DESCRIPTION OF THE TASK:
In the records below, copy verbatim the stretch from the line containing "Teacher note: indicate the clear" through the line containing "(1188, 814)", including both of those lines, and nothing else.

Start

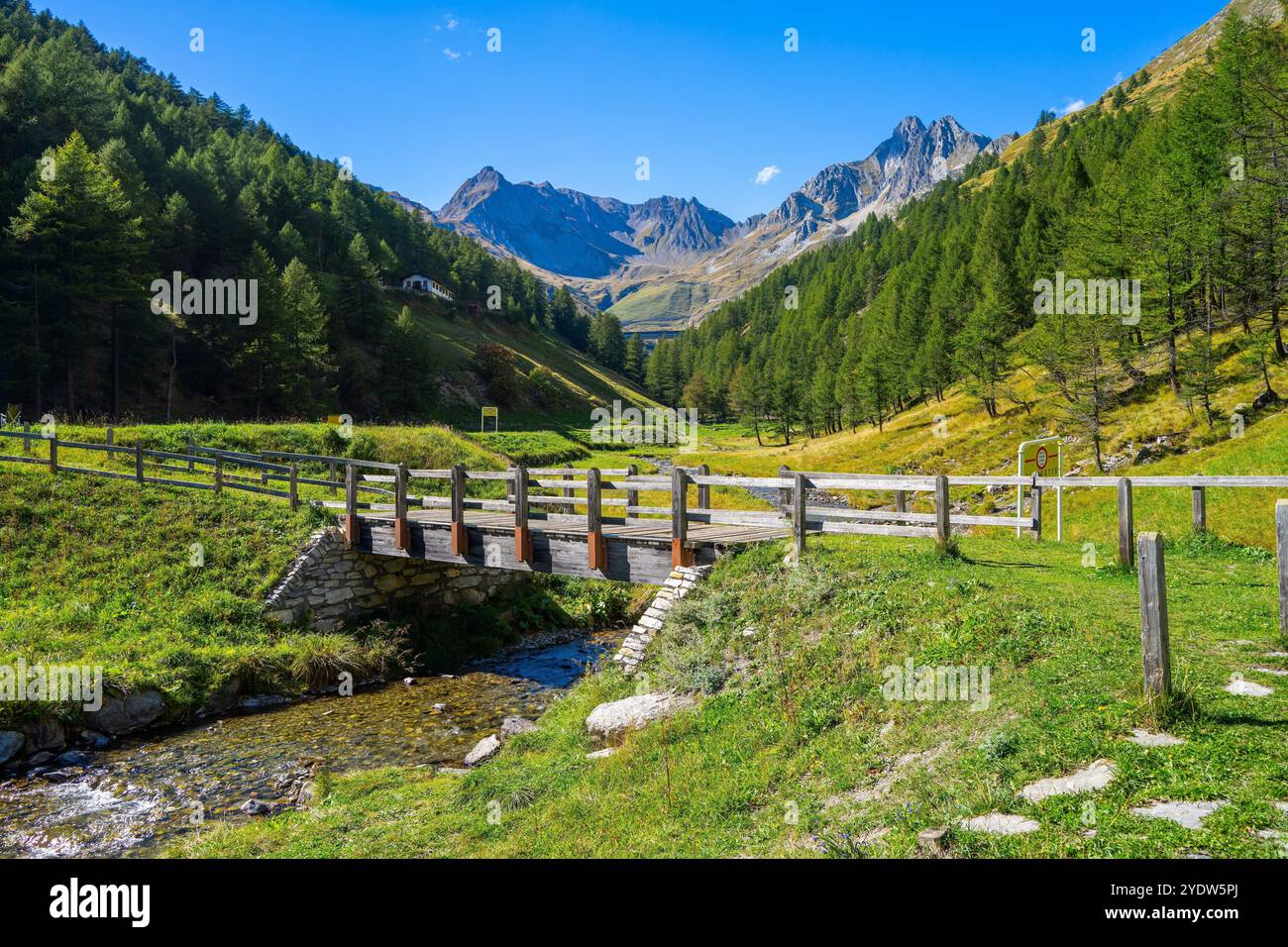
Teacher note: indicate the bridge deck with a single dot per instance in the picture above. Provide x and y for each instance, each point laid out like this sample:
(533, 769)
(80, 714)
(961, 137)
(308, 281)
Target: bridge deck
(632, 531)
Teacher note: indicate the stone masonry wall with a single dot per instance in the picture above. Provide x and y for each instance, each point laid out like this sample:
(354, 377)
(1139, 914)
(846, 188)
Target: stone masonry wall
(675, 587)
(330, 582)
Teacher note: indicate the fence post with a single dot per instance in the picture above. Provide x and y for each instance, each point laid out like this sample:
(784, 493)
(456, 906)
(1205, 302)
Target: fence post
(522, 538)
(632, 496)
(596, 552)
(460, 539)
(1126, 525)
(1035, 509)
(352, 528)
(943, 528)
(799, 514)
(1154, 642)
(703, 488)
(1282, 536)
(402, 530)
(679, 518)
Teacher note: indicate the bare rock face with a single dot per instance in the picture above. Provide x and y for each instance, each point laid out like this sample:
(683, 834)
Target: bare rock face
(483, 750)
(125, 714)
(631, 712)
(9, 745)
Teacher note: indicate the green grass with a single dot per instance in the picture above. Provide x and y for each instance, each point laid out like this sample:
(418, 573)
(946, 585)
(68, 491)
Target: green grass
(793, 720)
(99, 573)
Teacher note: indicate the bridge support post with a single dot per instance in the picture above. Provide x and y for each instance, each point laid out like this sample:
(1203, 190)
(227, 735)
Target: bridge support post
(402, 528)
(460, 539)
(352, 528)
(1126, 526)
(1282, 545)
(799, 514)
(1154, 641)
(943, 528)
(522, 538)
(632, 496)
(681, 554)
(596, 552)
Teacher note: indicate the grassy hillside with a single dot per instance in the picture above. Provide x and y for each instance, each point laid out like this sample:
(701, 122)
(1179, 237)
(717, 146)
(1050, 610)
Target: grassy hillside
(794, 751)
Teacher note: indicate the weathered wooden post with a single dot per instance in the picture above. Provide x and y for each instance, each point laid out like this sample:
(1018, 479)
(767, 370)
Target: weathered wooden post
(943, 528)
(799, 514)
(352, 528)
(522, 538)
(1035, 509)
(1126, 525)
(596, 552)
(460, 539)
(632, 496)
(402, 528)
(703, 488)
(1282, 536)
(681, 556)
(1154, 642)
(571, 496)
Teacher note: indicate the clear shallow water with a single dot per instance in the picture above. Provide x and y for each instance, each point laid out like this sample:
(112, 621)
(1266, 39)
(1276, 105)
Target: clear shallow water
(143, 792)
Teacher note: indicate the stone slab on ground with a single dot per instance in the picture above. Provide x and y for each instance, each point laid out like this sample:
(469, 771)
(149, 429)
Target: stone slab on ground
(1150, 738)
(1000, 823)
(483, 750)
(1087, 780)
(1248, 688)
(631, 712)
(1188, 814)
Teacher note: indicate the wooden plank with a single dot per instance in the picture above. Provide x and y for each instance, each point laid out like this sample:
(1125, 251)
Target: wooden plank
(1126, 525)
(1154, 641)
(943, 530)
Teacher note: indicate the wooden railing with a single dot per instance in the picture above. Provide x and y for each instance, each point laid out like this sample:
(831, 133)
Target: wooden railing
(559, 493)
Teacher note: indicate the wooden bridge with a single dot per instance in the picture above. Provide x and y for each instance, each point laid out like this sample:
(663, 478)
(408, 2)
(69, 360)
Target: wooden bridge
(590, 522)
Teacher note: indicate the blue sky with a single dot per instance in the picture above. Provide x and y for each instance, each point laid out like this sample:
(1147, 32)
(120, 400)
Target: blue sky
(579, 91)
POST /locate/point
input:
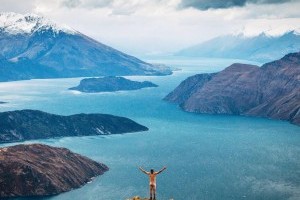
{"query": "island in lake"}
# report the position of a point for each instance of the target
(272, 90)
(41, 170)
(110, 84)
(33, 124)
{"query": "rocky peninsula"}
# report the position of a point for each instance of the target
(110, 84)
(33, 124)
(272, 90)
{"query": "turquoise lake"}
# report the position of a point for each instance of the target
(208, 157)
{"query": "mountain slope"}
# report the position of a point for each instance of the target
(42, 170)
(260, 48)
(272, 90)
(34, 47)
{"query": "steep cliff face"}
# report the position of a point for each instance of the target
(40, 170)
(32, 124)
(188, 87)
(272, 90)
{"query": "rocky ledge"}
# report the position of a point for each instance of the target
(272, 90)
(41, 170)
(33, 124)
(110, 84)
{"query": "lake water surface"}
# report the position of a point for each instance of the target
(207, 156)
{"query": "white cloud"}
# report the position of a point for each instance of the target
(143, 27)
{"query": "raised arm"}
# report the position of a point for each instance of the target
(143, 170)
(161, 170)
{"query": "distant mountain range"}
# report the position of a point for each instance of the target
(272, 90)
(34, 47)
(261, 48)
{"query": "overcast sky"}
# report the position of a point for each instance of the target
(145, 27)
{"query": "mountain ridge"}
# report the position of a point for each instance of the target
(272, 90)
(48, 51)
(262, 48)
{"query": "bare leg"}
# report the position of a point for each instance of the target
(150, 192)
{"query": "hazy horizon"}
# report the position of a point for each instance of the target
(144, 28)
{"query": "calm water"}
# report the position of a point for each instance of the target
(208, 157)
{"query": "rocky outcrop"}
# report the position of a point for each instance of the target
(33, 124)
(110, 84)
(261, 48)
(41, 170)
(188, 87)
(272, 90)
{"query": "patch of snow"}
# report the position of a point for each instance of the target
(14, 23)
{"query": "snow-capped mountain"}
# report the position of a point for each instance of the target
(261, 48)
(35, 47)
(14, 23)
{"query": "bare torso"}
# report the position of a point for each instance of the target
(152, 178)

End

TASK OUTPUT:
Teacher note: indicate the clear shallow water with a single dot per instance in the picture above. Provide x and y for each instance, each point laid out like this sample:
(112, 621)
(1266, 39)
(1276, 105)
Target: clear shallow water
(143, 792)
Teacher note: indicate the stone slab on ground with a single dot per instance in the picture above. Provide x and y for each instance, each point laid out like this sample:
(469, 771)
(149, 429)
Target: stone slab on ground
(1150, 738)
(1000, 823)
(483, 750)
(1087, 780)
(1248, 688)
(631, 712)
(1188, 814)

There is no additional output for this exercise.